Turn the rows below into a numbered list with no blank lines, and leave the pictures out.

* RECORDS PROVIDED *
■ ■ ■ ■ ■
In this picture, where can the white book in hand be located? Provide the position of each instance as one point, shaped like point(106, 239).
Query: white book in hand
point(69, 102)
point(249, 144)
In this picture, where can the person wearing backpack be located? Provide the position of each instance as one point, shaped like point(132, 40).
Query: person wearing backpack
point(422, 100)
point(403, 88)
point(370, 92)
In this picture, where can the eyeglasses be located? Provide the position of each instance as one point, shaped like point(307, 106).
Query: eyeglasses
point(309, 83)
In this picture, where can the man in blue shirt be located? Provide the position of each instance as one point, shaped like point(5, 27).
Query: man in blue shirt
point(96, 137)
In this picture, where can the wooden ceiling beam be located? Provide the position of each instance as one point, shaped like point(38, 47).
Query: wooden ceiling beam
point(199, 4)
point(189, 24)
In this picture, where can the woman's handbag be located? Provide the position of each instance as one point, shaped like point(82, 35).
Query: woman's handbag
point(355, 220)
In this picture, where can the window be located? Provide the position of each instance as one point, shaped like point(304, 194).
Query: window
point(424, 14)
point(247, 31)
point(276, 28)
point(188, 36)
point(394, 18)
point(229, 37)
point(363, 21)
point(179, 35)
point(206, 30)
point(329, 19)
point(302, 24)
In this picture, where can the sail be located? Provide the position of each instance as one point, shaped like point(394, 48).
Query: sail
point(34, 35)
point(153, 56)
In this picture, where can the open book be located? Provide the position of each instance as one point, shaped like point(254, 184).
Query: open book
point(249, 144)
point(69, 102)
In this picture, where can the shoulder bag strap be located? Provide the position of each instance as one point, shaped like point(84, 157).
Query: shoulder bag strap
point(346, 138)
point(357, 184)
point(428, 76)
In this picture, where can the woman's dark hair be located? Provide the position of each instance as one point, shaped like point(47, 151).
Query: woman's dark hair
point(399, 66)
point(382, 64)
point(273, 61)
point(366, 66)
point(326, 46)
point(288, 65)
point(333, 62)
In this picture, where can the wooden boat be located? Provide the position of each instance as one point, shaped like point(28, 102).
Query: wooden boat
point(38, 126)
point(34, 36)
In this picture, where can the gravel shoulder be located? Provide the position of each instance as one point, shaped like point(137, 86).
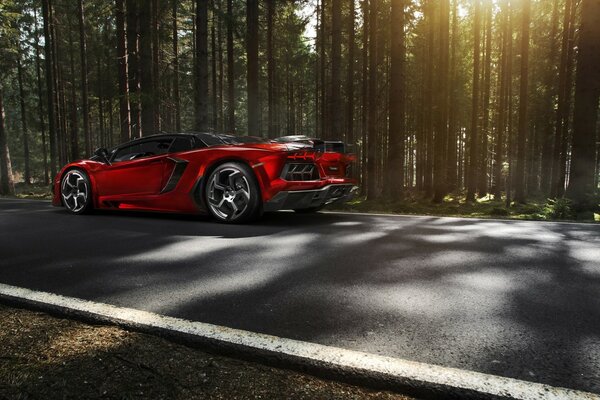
■ ■ ■ ■ ■
* THE ANSWER *
1. In this picture, where can the white book in hand be located? Provide the position of each instance as one point, shaped like point(106, 239).
2. Query: white book in hand
3. point(69, 102)
4. point(249, 144)
5. In this picture, where can the person wearing backpack be located? Provide the position of each instance as one point, shaped like point(132, 40).
6. Query: person wearing backpack
7. point(422, 100)
8. point(403, 88)
9. point(370, 92)
10. In this picture, where can the eyeglasses be located? Provide the position of each instance as one point, shaped like point(307, 106).
11. Query: eyeglasses
12. point(309, 83)
13. In this picture, where can the man in blue shirt be located? Provide the position of each instance as one point, shaped like point(5, 27).
14. Query: man in blue shirt
15. point(96, 137)
16. In this picture, where can the wooden ceiling beam be located? Provide the position of each instance as one point, shaped like point(38, 47).
17. Query: wooden ceiling beam
18. point(199, 4)
19. point(189, 24)
20. In this picture, where can the woman's handbag be located? Provide the position of each instance as one point, shaped like point(82, 35).
21. Query: woman's handbag
22. point(355, 220)
23. In this picture, where can the window be located? Provide the position of each instance as one point, shaped like point(304, 194).
24. Query: window
25. point(424, 14)
26. point(247, 31)
27. point(276, 28)
28. point(188, 36)
29. point(394, 18)
30. point(229, 37)
31. point(363, 21)
32. point(179, 35)
33. point(206, 30)
34. point(329, 19)
35. point(302, 24)
36. In this picture, where can the sail be located? Provide the position of each instance as one point, shaped like point(394, 48).
37. Query: sail
38. point(34, 35)
39. point(153, 56)
40. In this picture, where can the open book be located? Provide the position of each instance as one point, shaped like point(254, 184).
41. Query: open book
42. point(249, 144)
43. point(69, 102)
44. In this picture, where can the shoulder bag strap be located? Provide the position of each instance as one point, shaped like point(84, 157).
45. Query: shoulder bag strap
46. point(346, 138)
47. point(357, 184)
48. point(428, 76)
49. In this picture, where can the woman's dark hair be located? Provide the position of each instance as one point, shaped like point(47, 151).
50. Query: woman's dark hair
51. point(399, 66)
52. point(382, 64)
53. point(273, 61)
54. point(366, 66)
55. point(326, 46)
56. point(288, 65)
57. point(333, 62)
58. In this picture, where can the wooden boat be located? Provide the position of each instance as one point, shaped like point(28, 102).
59. Query: wooden boat
60. point(38, 126)
61. point(34, 36)
62. In this picture, where can the gravel shoulder be located? Provide the position of each instance as one point, shaped like point(137, 86).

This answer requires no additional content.